### Selected text
In order to obtain enjoyment from a pursuit an individual must set themselves realistic objectives which they are capable of achieving. This is important as the realisation of enjoyment requires concentration and it is easier to concentrate on a pursuit with tangible goals. For example an individual learning the guitar may set out to learn a particular song, once that task has been achieved the individual may go on to learn harder songs. However if the individual sets out to become a rock star, then their level of enjoyment attained from achieving minor goals, such as learning an individual song, may not garner the same notion of achievement .

This may be why a number of games have levels in order to create a complex structure. If the whole game was on one level then the task may seem too daunting. In addition most contemporary games include save points, as an individual pressurised to complete the game in one sitting may end up feeling bored or frustrated and may not apply the level of concentration required for an enjoyable experience.

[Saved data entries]

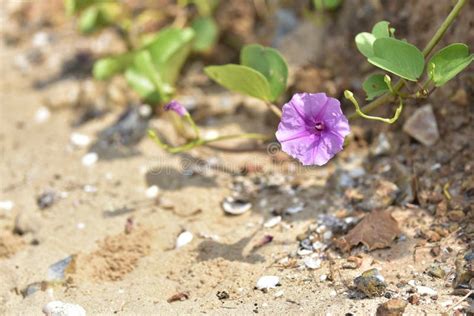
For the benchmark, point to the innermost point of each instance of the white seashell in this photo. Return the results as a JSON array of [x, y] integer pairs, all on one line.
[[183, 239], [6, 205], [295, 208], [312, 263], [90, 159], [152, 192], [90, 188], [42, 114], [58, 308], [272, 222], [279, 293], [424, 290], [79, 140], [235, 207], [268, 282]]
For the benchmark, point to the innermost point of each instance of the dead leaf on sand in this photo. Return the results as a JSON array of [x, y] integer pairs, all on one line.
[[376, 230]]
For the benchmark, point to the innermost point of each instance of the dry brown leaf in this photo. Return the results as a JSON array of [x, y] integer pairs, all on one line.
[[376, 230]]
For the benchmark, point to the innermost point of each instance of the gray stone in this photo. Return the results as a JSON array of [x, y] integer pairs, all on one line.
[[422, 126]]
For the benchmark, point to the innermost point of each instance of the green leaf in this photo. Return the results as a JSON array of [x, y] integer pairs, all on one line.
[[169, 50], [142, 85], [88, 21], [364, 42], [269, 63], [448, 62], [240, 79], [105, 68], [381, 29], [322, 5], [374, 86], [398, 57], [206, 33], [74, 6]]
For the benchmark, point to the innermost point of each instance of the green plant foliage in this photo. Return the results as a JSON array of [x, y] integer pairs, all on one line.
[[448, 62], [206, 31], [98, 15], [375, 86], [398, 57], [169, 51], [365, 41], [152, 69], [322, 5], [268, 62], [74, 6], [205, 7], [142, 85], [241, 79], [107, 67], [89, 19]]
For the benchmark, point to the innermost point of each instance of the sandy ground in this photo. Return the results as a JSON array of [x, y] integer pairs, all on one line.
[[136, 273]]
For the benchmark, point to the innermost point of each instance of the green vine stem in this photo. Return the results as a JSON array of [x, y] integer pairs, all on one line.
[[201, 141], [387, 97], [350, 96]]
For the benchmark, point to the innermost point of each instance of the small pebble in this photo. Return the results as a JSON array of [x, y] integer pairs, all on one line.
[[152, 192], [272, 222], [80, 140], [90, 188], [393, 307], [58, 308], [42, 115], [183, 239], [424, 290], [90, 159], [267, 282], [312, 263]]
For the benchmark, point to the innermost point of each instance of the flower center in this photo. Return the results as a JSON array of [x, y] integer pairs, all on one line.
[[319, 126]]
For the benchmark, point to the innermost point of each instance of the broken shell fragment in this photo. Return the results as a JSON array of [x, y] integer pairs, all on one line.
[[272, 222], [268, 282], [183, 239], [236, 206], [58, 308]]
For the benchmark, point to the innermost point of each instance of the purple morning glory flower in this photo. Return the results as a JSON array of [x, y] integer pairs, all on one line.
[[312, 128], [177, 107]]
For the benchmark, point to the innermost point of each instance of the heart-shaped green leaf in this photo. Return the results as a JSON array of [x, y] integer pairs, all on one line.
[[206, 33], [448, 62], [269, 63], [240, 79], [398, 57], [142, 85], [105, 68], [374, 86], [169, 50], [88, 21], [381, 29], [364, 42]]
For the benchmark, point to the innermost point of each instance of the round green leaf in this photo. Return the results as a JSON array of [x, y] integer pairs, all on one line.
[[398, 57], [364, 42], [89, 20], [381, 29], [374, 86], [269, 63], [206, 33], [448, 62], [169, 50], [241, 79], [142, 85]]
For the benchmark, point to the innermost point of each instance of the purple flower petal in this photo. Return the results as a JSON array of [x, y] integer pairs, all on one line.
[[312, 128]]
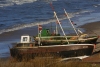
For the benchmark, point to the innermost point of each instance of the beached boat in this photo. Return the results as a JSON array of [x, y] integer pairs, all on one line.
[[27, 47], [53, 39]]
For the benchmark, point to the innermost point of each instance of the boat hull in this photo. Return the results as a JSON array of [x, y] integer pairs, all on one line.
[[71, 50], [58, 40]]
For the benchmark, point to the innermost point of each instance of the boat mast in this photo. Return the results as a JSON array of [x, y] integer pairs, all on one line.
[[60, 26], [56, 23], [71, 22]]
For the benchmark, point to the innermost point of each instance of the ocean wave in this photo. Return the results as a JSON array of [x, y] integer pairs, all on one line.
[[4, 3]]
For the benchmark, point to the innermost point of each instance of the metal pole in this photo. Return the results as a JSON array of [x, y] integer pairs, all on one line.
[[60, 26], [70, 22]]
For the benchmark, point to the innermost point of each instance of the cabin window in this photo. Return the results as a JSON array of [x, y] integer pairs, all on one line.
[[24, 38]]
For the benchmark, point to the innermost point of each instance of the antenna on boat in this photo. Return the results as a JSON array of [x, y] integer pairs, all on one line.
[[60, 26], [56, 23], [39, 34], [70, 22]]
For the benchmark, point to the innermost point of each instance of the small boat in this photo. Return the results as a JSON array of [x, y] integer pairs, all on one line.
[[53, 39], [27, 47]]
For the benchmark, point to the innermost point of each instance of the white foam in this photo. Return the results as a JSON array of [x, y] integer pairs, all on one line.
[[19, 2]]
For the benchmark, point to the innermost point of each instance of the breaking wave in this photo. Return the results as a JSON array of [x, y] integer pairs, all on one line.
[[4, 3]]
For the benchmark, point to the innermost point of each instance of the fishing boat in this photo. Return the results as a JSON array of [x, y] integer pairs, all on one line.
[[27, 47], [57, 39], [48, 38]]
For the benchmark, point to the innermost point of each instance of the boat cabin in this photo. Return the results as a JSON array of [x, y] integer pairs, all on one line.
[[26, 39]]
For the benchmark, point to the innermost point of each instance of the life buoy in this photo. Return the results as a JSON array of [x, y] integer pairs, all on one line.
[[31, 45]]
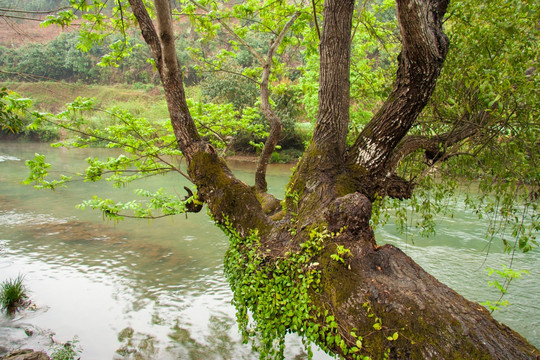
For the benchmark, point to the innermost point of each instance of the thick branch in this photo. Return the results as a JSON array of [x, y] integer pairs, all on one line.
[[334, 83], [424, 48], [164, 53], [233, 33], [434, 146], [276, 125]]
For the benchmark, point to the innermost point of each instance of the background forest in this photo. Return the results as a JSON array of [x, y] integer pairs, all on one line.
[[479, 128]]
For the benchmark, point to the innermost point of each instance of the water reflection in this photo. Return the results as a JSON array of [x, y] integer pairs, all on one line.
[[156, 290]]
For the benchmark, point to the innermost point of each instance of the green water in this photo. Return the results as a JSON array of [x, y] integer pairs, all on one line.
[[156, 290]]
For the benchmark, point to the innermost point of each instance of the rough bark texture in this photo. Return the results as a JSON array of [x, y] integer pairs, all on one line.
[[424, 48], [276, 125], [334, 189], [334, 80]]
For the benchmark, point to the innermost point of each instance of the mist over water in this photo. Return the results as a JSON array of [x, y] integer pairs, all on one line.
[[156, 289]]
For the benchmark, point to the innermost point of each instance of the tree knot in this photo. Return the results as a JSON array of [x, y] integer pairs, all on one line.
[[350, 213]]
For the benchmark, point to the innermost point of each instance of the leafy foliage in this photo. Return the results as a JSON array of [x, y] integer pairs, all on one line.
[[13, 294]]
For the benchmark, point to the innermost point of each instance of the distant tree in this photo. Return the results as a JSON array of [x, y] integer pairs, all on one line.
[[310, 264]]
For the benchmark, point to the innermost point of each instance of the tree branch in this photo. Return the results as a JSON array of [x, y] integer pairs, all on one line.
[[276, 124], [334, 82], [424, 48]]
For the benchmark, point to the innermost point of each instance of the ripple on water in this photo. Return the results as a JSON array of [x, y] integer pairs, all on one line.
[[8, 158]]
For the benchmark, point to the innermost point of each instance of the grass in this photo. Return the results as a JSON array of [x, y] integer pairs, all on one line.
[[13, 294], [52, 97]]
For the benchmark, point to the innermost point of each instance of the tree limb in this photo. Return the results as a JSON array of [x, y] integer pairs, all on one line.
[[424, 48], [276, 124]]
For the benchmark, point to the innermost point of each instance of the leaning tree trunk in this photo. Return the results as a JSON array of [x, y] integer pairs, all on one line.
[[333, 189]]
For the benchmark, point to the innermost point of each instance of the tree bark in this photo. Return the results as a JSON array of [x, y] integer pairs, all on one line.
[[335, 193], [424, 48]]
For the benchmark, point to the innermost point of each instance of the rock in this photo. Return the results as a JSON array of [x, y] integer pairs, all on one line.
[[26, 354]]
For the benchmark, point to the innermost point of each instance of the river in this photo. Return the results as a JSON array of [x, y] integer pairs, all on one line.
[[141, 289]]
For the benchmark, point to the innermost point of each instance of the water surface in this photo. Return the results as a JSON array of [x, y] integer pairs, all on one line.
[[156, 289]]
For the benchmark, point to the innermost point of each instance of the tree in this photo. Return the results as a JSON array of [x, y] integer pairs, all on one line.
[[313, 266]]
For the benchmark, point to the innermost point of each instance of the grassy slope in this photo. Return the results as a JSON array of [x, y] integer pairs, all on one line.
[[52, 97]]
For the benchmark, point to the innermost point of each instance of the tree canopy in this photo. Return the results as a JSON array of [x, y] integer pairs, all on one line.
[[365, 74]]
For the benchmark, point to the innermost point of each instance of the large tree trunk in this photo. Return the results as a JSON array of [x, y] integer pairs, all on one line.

### Set tasks
**1)** Edit the records from the line containing "of the ripple" through the line containing "[[335, 193], [424, 48]]", inclusive, replacing "innermost point" with "central point" and leaving everything else unchanged. Give back only those lines.
**2)** Proceed with the text on enjoyment and realistic goals, starting after its last sentence.
The text and the records come from unrelated sources.

### Exercise answers
**1)**
For the benchmark, point to the central point of each instance of the ripple on water in this photo. Return the results as a JSON array of [x, y] integer pairs, all on one line.
[[8, 158]]
For the benchmark, point to the central point of each instance of the grass in this photo. Return the results as a JSON array of [x, y] integer pairs, all on one line.
[[13, 294], [52, 97]]
For the benchmark, point to the central point of each instance of the tree limb in this photo. Return the results as a JSON array of [x, y] integer pairs, all on one line.
[[424, 48], [276, 124]]
For the benchmark, point to the central point of each instance of the leaning tree trunk in this photo. Return the results as a JSON array of [x, y] integer pairs, all on one line.
[[333, 189]]
For the benchmark, point to the central point of each instance of the tree bark in this photo. Return the results as a JSON array of [x, y] integer pairs, all on one line.
[[335, 193], [424, 48]]

**2)**
In order to obtain a constant level of enjoyment through learning a skill, the learning process should be continuous. In the initial stages of learning, the individual is constantly absorbing new information, however as the individual progresses then boredom may become a factor as there is less to learn or challenge that individual at their skill level. However if the individual takes on a task beyond their skill level, they may end up feeling anxious or frustrated, as the challenge presented may be too great for the individual to cope with. In order to gain more enjoyment from a learning pursuit, the learning process should flow smoothly, neither making the challenges too easy or too hard, depending on the skill level of the individual. This is sometimes referred to as a learning curve however the gradient of such curve depends on the ability of the individual .

Contemporary mainstream games are played by a wide range of different people, with different levels of experience. In order to make the game enjoyable for as many demographics as possible, most games use a difficulty setting of either ‘easy’ ‘medium’ or ‘hard’. So users with little experience can choose an easier option which would gently teach them the mechanics of the game reducing anxiety and frustration. Individuals with more experience can choose a harder difficulty presenting them with a greater challenge, to stave off boredom. A key component of creating an enjoyable game is getting the learning curve right .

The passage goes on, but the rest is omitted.